**WRITTEN INSTRUCTION 1:** Please restate word for word the forum thread below on using one token filter for indexing and another for search.

**TEXT:**
How to use one token filter for indexing and another for search?


(Petr Janský) #1

Hello,

I would like to use two different token filters for same field(s):
1st - for indexing that creates terms:

  • stem
  • sentence elements(noun, adjective...)
  • verb conjugations and noun declensions and adjective
  • .....

2nd - for search that retrieves only:

  • stem (the same as the 1st filter)

I want to be able to use classic search and search specific sentence
elements using

curl -X GET 'localhost:9200/_search?pretty=true' -d '{
"query" : {
"term" : { "content" : "==noun==" }
},
"highlight" : {
"tags_schema" : "styled",
"fields" : {
"content" : {}
}
}
}'

I know it's very unusual to use an different token filter for search than
for indexing. But I think it's better way than duplicate index fields for
each token filter.

Thanks
Petr

--
You received this message because you are subscribed to the Google Groups "elasticsearch" group.
To unsubscribe from this group and stop receiving emails from it, send an email to elasticsearch+unsubscribe@googlegroups.com.
For more options, visit https://groups.google.com/groups/opt_out.


(Clinton Gormley) #2

Hi Petr

Create two custom analyzers in your index, then you can set fields to use
one for the search_analyzer and the other for the index_analyzer

clint

On 25 October 2013 13:32, Petr Janský petr.jansky@6hats.cz wrote:

Hello,

I would like to use two different token filters for same field(s):
1st - for indexing that creates terms:

  • stem
  • sentence elements(noun, adjective...)
  • verb conjugations and noun declensions and adjective
  • .....

2nd - for search that retrieves only:

  • stem (the same as the 1st filter)

**WRITTEN INSTRUCTION 2:** Quote all of the records that follow in full, leaving every line unchanged.

Records from a data source:
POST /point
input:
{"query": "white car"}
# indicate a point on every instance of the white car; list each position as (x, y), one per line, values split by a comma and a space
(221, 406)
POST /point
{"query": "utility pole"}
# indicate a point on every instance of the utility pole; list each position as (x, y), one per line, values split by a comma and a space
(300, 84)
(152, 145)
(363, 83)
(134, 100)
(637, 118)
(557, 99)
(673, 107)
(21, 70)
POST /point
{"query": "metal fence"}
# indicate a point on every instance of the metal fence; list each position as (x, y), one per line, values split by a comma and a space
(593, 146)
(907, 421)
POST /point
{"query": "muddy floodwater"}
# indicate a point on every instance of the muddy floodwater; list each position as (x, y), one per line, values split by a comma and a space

**FULL OUTPUT 1:**
How to use one token filter for indexing and another for search?


(Petr Janský) #1

Hello,

I would like to use two different token filters for same field(s):
1st - for indexing that creates terms:

  • stem
  • sentence elements(noun, adjective...)
  • verb conjugations and noun declensions and adjective
  • .....

2nd - for search that retrieves only:

  • stem (the same as the 1st filter)

I want to be able to use classic search and search specific sentence
elements using

curl -X GET 'localhost:9200/_search?pretty=true' -d '{
"query" : {
"term" : { "content" : "==noun==" }
},
"highlight" : {
"tags_schema" : "styled",
"fields" : {
"content" : {}
}
}
}'

I know it's very unusual to use an different token filter for search than
for indexing. But I think it's better way than duplicate index fields for
each token filter.

Thanks
Petr

--
You received this message because you are subscribed to the Google Groups "elasticsearch" group.
To unsubscribe from this group and stop receiving emails from it, send an email to elasticsearch+unsubscribe@googlegroups.com.
For more options, visit https://groups.google.com/groups/opt_out.


(Clinton Gormley) #2

Hi Petr

Create two custom analyzers in your index, then you can set fields to use
one for the search_analyzer and the other for the index_analyzer

clint

On 25 October 2013 13:32, Petr Janský petr.jansky@6hats.cz wrote:

Hello,

I would like to use two different token filters for same field(s):
1st - for indexing that creates terms:

  • stem
  • sentence elements(noun, adjective...)
  • verb conjugations and noun declensions and adjective
  • .....

2nd - for search that retrieves only:

  • stem (the same as the 1st filter)

**FULL OUTPUT 2:**
POST /point
input:
{"query": "white car"}
# indicate a point on every instance of the white car; list each position as (x, y), one per line, values split by a comma and a space
(221, 406)
POST /point
{"query": "utility pole"}
# indicate a point on every instance of the utility pole; list each position as (x, y), one per line, values split by a comma and a space
(300, 84)
(152, 145)
(363, 83)
(134, 100)
(637, 118)
(557, 99)
(673, 107)
(21, 70)
POST /point
{"query": "metal fence"}
# indicate a point on every instance of the metal fence; list each position as (x, y), one per line, values split by a comma and a space
(593, 146)
(907, 421)
POST /point
{"query": "muddy floodwater"}
# indicate a point on every instance of the muddy floodwater; list each position as (x, y), one per line, values split by a comma and a space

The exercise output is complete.